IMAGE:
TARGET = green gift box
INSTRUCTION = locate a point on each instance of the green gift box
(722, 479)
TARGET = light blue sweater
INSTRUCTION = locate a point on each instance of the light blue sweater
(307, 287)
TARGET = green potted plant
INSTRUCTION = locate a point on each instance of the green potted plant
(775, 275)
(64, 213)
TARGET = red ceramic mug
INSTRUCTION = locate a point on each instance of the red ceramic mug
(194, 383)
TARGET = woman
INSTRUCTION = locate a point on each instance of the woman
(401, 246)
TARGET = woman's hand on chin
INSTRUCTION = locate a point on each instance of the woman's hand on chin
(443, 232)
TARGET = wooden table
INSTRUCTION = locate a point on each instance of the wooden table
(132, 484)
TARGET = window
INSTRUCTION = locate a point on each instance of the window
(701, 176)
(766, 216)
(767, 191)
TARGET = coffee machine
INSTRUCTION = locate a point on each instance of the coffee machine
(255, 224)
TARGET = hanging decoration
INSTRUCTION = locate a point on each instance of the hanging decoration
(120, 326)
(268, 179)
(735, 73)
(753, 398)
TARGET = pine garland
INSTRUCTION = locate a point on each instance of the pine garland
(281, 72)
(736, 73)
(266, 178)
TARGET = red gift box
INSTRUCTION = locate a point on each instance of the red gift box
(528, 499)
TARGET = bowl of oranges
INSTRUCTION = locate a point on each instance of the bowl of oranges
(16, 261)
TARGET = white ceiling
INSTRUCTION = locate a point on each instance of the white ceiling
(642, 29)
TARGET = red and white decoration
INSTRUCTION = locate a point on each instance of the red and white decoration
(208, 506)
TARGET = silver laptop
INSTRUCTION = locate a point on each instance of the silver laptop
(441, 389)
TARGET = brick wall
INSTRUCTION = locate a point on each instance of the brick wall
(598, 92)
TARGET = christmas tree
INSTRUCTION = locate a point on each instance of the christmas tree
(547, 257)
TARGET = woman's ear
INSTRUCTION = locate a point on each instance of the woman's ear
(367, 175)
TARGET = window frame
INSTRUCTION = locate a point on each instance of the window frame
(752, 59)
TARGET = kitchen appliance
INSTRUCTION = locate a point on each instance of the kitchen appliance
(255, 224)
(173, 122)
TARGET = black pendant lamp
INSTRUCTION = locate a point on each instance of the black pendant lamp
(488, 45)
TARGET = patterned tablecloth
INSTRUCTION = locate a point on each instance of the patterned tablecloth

— TUGAS ANDA —
Tulis ulang semua baris di atas kata demi kata, tanpa mengubah apa pun.

— PENYELESAIAN TUGAS —
IMAGE:
TARGET = green gift box
INSTRUCTION = locate a point on each instance of the green gift box
(722, 479)
TARGET = light blue sweater
INSTRUCTION = locate a point on each instance of the light blue sweater
(307, 287)
TARGET = green potted plant
INSTRUCTION = locate a point on each instance of the green potted plant
(775, 275)
(64, 213)
TARGET = red ceramic mug
INSTRUCTION = locate a point on each instance of the red ceramic mug
(194, 383)
TARGET = woman
INSTRUCTION = locate a point on each instance of the woman
(401, 246)
TARGET = woman's hand on chin
INSTRUCTION = locate a point on each instance of the woman's hand on chin
(443, 232)
TARGET = wooden table
INSTRUCTION = locate a point on each instance of the wooden table
(132, 484)
TARGET = window
INSTRUCTION = locate a point on each instance of the window
(701, 176)
(766, 216)
(767, 191)
TARGET = coffee machine
INSTRUCTION = locate a point on each instance of the coffee machine
(255, 224)
TARGET = hanging decoration
INSTRUCTION = locate a point on each instance of the hanging decoration
(120, 326)
(268, 179)
(735, 73)
(753, 398)
TARGET = pine garland
INSTRUCTION = locate a point on each instance of the pine garland
(281, 72)
(736, 73)
(266, 178)
TARGET = red gift box
INSTRUCTION = locate a point on each instance of the red gift box
(528, 499)
TARGET = bowl of oranges
INSTRUCTION = locate a point on each instance of the bowl of oranges
(16, 261)
TARGET = white ceiling
INSTRUCTION = locate a point on each instance of the white ceiling
(642, 29)
TARGET = red and white decoration
INSTRUCTION = locate a point on each instance of the red and white decoration
(208, 506)
TARGET = silver laptop
INSTRUCTION = locate a point on each instance of the silver laptop
(441, 389)
TARGET = brick wall
INSTRUCTION = locate a point on each instance of the brick wall
(598, 92)
TARGET = christmas tree
INSTRUCTION = locate a point on each instance of the christmas tree
(547, 257)
TARGET = woman's ear
INSTRUCTION = locate a point on each instance of the woman's ear
(367, 175)
TARGET = window frame
INSTRUCTION = locate a point on each instance of the window frame
(752, 59)
TARGET = kitchen appliance
INSTRUCTION = locate a point on each instance of the kitchen appliance
(255, 224)
(173, 122)
TARGET = black pendant lamp
INSTRUCTION = locate a point on each instance of the black pendant lamp
(488, 45)
TARGET = patterned tablecloth
INSTRUCTION = locate a point on each instance of the patterned tablecloth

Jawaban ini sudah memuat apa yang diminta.